_Exercise objective_: Only a number is expected: how many lines in the entries that follow contain the word "dome"?

_Study material_:

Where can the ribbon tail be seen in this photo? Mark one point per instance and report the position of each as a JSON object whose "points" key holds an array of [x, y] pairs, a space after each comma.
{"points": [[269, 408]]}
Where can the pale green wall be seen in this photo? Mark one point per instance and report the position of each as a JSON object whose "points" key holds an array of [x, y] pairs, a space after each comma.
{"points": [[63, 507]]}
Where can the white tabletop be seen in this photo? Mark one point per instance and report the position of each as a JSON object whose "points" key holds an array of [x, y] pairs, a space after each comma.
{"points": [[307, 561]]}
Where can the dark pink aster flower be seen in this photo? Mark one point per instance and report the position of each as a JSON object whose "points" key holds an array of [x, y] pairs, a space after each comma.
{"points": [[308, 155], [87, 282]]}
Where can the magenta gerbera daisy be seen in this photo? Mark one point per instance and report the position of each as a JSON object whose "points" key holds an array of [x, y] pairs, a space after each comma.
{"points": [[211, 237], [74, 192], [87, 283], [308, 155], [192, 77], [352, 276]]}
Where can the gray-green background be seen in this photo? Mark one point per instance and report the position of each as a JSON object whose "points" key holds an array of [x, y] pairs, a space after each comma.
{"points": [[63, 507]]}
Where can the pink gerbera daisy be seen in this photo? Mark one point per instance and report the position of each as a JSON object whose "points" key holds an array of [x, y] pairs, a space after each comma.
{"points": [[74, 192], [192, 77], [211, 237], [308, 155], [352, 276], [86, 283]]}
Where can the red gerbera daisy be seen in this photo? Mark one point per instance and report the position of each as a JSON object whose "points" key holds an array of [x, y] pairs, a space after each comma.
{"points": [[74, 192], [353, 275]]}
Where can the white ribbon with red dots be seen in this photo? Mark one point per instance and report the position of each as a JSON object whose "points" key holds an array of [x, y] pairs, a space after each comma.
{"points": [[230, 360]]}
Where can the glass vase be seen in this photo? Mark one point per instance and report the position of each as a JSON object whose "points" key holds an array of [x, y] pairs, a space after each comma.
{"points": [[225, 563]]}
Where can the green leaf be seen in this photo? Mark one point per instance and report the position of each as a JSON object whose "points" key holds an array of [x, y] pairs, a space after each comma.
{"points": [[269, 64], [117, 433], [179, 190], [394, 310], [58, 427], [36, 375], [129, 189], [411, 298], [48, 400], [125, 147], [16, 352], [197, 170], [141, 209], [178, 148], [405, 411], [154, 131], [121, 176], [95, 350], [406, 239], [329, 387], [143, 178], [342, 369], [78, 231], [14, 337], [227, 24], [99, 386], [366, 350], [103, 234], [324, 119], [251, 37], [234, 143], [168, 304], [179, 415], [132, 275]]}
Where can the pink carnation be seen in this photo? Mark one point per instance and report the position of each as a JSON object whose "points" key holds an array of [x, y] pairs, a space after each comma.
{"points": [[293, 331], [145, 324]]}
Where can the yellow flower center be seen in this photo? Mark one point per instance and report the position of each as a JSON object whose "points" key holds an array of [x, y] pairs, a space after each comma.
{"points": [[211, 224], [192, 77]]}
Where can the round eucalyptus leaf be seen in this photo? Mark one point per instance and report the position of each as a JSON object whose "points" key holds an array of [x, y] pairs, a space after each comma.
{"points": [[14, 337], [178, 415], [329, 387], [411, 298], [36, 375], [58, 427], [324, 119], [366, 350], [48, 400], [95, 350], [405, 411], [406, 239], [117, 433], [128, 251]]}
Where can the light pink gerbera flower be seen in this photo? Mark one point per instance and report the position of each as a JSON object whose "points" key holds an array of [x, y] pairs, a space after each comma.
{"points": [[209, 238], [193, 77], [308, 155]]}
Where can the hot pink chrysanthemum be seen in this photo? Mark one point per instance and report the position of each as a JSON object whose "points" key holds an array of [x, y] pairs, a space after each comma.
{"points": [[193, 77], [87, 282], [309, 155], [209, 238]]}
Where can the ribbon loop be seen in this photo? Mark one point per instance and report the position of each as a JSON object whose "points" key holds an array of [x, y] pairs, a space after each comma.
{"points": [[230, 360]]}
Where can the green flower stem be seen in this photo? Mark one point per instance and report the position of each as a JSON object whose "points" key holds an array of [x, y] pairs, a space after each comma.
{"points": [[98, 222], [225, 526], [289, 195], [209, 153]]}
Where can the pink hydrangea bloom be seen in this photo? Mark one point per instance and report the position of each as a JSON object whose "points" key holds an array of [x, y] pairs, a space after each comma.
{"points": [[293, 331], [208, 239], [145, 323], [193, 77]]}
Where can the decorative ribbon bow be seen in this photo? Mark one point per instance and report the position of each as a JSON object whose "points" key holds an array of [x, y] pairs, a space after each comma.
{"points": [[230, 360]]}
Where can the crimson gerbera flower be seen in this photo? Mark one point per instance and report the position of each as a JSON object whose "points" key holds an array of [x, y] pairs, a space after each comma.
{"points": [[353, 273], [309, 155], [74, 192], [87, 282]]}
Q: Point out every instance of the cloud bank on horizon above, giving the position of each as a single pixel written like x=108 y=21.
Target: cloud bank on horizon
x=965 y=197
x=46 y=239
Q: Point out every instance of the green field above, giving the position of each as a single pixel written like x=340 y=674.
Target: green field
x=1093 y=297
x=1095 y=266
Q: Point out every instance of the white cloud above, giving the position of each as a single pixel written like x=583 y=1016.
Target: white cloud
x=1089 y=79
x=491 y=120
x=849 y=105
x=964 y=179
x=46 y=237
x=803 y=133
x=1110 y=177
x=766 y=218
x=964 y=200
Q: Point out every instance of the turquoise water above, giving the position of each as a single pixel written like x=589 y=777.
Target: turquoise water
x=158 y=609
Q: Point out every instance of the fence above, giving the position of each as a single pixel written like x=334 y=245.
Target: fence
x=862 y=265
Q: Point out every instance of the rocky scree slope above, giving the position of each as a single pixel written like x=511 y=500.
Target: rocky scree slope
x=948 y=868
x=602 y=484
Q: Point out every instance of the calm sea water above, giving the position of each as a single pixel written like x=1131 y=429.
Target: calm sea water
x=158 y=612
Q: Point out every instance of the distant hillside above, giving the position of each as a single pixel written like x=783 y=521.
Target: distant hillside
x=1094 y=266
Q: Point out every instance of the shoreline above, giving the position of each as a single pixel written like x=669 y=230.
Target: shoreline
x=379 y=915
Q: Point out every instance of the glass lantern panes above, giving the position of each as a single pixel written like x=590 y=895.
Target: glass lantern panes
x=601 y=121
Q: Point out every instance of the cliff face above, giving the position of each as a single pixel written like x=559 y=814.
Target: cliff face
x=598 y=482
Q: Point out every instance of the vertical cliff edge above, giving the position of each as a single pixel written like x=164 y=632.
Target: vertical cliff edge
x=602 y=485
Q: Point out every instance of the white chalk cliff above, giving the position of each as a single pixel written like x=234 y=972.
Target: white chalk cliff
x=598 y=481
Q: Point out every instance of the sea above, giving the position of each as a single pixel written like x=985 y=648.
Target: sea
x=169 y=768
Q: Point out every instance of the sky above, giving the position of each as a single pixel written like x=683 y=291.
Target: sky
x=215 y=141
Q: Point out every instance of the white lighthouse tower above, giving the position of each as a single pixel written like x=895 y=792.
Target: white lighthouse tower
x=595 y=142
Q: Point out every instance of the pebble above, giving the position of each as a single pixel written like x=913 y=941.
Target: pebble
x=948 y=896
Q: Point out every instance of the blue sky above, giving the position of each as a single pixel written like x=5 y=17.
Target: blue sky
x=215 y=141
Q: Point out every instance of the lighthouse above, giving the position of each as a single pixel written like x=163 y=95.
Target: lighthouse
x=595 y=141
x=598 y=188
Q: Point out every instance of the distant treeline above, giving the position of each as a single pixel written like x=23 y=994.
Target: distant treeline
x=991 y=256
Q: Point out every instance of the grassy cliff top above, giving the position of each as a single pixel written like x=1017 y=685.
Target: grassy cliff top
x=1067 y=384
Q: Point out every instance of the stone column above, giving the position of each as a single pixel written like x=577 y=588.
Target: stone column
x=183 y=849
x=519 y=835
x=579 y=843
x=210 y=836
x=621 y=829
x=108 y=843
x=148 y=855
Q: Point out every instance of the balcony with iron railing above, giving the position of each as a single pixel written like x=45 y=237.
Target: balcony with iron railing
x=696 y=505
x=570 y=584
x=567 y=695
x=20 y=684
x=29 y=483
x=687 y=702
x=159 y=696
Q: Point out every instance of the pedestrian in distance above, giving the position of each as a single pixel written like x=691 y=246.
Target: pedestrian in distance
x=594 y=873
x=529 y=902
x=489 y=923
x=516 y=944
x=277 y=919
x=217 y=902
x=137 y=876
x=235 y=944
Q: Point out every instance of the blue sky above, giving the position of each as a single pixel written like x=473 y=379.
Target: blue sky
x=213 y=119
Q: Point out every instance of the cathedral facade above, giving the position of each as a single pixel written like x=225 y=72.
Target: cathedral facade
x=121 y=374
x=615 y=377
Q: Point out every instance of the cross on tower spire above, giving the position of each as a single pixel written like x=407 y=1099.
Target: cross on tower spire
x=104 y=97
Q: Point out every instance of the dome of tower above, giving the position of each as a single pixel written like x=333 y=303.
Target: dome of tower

_Exercise response_: 2